Also Read: Nigeria’s new import policy is forcing businesses to rethink everything
From there, the trade mirrors a legitimate supply chain. Growers sell to aggregators. Transporters move products through interstate routes. Urban distributors break bulk quantities into retail volumes. Street sellers handle the final delivery. Prices rise or fall based on scarcity, security crackdowns, and location.
Cash remains the lifeblood of the system. That makes transactions harder to trace and easier to keep outside taxation.
For many young Nigerians shut out of formal work, small-scale distribution can appear more profitable than months of job searching. The World Bank has repeatedly warned that Nigeria needs faster job creation to absorb its growing labour force.
A billion-naira market no one taxes
What makes this story striking is not only that the market exists, but that it operates at scale without generating formal public value.
Nigeria earns no official tax revenue from cannabis sales. There is no licensed industrial hemp value chain at a meaningful scale, no structured medical cannabis research industry, and no reliable employment data for the thousands of people who likely depend on the trade directly or indirectly.
Yet enforcement figures hint at the size of the ecosystem. NDLEA said it seized nearly 9.96 million kilograms of illicit drugs between 2021 and 2024, destroyed more than 1,229 cannabis farms, and arrested 57,792 suspects during that period.
Those numbers suggest a market with deep supply networks, recurring demand, and enough profit incentive to keep replacing losses.
That creates a double economic cost. The government spends resources policing the sector while collecting no revenue from it. Participants inside the trade remain exposed to arrest, extortion, unsafe production methods, and zero legal protections.
None of this means blanket legalisation is a simple fix. Public health risks, abuse concerns, enforcement capacity, and regulation gaps are real issues. But pretending the economics do not exist has not made the market disappear.
Nigeria’s hidden cannabis economy survives for the same reason many shadow markets survive: where opportunity shrinks, demand remains, and cash finds its own route.
What regulated cannabis markets are already showing elsewhere
The contrast becomes clearer when viewed alongside regulated cannabis markets globally.
In Canada, where cannabis was legalised for recreational use in 2018, the legal industry has generated over C$15 billion in sales since legalisation, with billions more in tax revenue flowing to federal and provincial governments. The shift has also redirected a large portion of consumption into regulated channels, allowing the state to control quality and collect taxes from a previously underground market.
In the United States, where cannabis is legal in several states such as California and Colorado, the industry generated over US$30 billion in combined legal sales in 2023 alone, with state governments collecting billions of dollars annually in cannabis tax revenue used to fund public health, infrastructure, and education.

* [Data]
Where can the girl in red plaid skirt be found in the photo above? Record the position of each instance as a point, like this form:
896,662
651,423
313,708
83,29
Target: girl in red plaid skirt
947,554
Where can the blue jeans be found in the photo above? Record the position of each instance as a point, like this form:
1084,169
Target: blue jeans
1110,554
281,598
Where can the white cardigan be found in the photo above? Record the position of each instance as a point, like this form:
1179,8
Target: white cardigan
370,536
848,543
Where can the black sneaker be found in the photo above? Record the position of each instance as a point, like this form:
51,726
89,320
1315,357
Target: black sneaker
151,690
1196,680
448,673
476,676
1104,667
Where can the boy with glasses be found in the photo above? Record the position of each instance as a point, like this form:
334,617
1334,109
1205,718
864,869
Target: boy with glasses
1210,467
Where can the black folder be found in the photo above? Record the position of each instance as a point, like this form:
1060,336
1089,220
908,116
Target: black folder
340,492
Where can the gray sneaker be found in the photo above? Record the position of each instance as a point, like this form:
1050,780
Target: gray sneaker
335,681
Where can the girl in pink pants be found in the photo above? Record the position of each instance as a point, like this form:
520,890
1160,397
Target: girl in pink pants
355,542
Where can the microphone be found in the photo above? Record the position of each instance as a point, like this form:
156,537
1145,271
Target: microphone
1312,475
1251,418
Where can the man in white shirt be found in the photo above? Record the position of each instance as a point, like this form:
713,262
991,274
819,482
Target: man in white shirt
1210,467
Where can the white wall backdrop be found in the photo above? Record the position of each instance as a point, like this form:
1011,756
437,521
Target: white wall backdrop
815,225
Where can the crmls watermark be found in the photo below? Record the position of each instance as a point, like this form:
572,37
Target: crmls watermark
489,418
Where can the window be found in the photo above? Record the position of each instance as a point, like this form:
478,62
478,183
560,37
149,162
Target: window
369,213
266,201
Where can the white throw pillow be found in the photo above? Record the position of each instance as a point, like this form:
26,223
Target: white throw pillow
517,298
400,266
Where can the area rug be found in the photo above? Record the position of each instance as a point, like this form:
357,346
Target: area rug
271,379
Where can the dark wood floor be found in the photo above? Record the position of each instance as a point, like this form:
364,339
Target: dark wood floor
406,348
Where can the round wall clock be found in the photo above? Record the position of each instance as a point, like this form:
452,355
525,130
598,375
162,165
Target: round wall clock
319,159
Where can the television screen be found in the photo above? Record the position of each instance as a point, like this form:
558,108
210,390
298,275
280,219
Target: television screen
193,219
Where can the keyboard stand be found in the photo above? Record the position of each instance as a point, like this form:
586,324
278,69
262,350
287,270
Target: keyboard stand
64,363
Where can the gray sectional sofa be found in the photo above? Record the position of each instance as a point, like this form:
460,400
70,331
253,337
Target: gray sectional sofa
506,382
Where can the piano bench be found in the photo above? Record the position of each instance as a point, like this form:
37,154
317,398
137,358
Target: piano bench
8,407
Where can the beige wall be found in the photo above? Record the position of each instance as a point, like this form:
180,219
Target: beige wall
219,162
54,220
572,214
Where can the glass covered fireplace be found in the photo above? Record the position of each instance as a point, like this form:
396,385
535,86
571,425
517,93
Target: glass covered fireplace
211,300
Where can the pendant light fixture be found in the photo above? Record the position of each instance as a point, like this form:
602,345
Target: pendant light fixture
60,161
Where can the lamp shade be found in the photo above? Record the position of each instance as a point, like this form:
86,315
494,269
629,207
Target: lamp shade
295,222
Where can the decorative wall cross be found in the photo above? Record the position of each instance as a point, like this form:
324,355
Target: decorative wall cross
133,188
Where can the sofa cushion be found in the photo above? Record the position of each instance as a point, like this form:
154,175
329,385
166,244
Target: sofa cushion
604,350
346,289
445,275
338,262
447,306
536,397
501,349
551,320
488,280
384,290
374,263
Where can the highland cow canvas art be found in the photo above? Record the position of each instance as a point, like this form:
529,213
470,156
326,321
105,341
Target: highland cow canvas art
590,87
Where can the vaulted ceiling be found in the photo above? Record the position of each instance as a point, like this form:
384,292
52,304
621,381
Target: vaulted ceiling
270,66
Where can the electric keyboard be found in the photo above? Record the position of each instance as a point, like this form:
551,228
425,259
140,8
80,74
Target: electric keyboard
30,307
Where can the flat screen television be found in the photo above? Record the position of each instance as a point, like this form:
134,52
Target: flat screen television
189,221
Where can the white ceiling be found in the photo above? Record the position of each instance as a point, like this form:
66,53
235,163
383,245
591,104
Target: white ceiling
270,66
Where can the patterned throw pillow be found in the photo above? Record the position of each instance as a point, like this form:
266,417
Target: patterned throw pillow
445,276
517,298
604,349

* [Assignment] Copy out everything in the passage on Nigeria's cannabis economy from "Those numbers suggest" down to "the market disappear.", substituting "bribery" for "extortion".

* [Task output]
Those numbers suggest a market with deep supply networks, recurring demand, and enough profit incentive to keep replacing losses.
That creates a double economic cost. The government spends resources policing the sector while collecting no revenue from it. Participants inside the trade remain exposed to arrest, bribery, unsafe production methods, and zero legal protections.
None of this means blanket legalisation is a simple fix. Public health risks, abuse concerns, enforcement capacity, and regulation gaps are real issues. But pretending the economics do not exist has not made the market disappear.